# Task requirements:
Nothing should be left out when you copy the entries below.

# Records supplied:
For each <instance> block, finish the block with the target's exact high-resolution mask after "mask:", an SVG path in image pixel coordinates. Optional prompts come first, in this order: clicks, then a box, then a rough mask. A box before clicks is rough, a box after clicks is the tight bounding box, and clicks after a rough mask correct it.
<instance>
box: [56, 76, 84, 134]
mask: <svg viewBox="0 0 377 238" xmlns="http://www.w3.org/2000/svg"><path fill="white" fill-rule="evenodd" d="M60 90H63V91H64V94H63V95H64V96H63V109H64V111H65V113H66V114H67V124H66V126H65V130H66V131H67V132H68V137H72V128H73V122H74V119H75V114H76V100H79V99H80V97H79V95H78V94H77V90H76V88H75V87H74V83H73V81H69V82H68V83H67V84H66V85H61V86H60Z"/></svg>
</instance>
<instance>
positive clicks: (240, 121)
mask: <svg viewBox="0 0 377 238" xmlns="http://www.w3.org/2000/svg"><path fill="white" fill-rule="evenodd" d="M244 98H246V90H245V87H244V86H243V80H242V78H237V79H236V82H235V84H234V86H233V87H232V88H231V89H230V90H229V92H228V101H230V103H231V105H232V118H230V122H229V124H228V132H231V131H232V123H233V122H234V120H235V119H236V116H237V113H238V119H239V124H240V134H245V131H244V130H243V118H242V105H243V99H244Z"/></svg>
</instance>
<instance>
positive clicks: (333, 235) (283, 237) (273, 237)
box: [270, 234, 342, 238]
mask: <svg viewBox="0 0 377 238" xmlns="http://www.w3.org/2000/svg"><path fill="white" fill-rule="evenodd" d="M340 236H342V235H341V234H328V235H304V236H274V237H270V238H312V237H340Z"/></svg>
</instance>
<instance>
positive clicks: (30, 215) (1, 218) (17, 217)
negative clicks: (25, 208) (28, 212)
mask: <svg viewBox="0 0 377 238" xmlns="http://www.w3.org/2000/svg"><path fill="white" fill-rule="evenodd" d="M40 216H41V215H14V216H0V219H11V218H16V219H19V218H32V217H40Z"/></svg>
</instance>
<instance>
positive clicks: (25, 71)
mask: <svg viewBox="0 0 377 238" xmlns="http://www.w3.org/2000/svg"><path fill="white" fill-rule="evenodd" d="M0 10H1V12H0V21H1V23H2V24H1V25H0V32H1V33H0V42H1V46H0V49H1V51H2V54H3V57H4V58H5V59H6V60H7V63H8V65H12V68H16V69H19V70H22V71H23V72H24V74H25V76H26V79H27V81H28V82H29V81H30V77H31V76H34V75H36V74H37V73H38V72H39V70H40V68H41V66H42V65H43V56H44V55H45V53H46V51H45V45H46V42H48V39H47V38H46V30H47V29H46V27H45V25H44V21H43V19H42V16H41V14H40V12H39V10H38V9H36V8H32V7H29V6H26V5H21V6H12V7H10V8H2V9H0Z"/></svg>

# Task response:
For each <instance> block, finish the block with the target's exact high-resolution mask after "mask:", an SVG path in image pixel coordinates. Optional prompts come first, in this order: clicks, then a box, then a rough mask. A box before clicks is rough, a box after clicks is the tight bounding box, and clicks after a rough mask correct it.
<instance>
box: [56, 76, 84, 134]
mask: <svg viewBox="0 0 377 238" xmlns="http://www.w3.org/2000/svg"><path fill="white" fill-rule="evenodd" d="M60 90H63V91H64V94H63V95H64V96H63V109H64V111H65V113H66V114H67V124H66V126H65V130H66V131H67V132H68V137H72V128H73V122H74V119H75V114H76V100H79V99H80V97H79V95H78V94H77V90H76V88H75V87H74V83H73V81H69V82H68V83H67V84H66V85H61V86H60Z"/></svg>
</instance>
<instance>
positive clicks: (240, 121)
mask: <svg viewBox="0 0 377 238" xmlns="http://www.w3.org/2000/svg"><path fill="white" fill-rule="evenodd" d="M244 98H246V90H245V87H244V86H243V80H242V78H237V79H236V82H235V84H234V86H233V87H232V88H231V89H230V90H229V92H228V101H230V103H231V105H232V118H230V122H229V124H228V132H231V131H232V123H233V122H234V120H235V119H236V116H237V113H238V119H239V124H240V134H245V131H244V130H243V118H242V105H243V99H244Z"/></svg>
</instance>
<instance>
positive clicks: (333, 235) (283, 237) (273, 237)
box: [270, 234, 342, 238]
mask: <svg viewBox="0 0 377 238" xmlns="http://www.w3.org/2000/svg"><path fill="white" fill-rule="evenodd" d="M340 236H342V235H341V234H328V235H304V236H274V237H270V238H312V237H340Z"/></svg>
</instance>
<instance>
positive clicks: (30, 215) (1, 218) (17, 217)
negative clicks: (25, 208) (28, 212)
mask: <svg viewBox="0 0 377 238" xmlns="http://www.w3.org/2000/svg"><path fill="white" fill-rule="evenodd" d="M40 216H41V215H14V216H0V219H11V218H16V219H19V218H32V217H40Z"/></svg>
</instance>
<instance>
positive clicks: (25, 71)
mask: <svg viewBox="0 0 377 238" xmlns="http://www.w3.org/2000/svg"><path fill="white" fill-rule="evenodd" d="M0 10H1V12H0V21H1V23H2V24H1V25H0V32H1V33H0V42H1V46H0V49H1V51H2V54H3V57H4V58H5V59H6V60H7V63H8V65H12V68H16V69H19V70H22V71H23V72H24V74H25V76H26V79H27V81H28V82H29V81H30V77H31V76H34V75H36V74H37V73H38V72H39V70H40V68H41V66H42V65H43V56H44V55H45V53H46V51H45V45H46V42H48V39H47V38H46V30H47V29H46V27H45V25H44V21H43V19H42V16H41V14H40V12H39V10H38V9H36V8H32V7H29V6H26V5H21V6H12V7H10V8H2V9H0Z"/></svg>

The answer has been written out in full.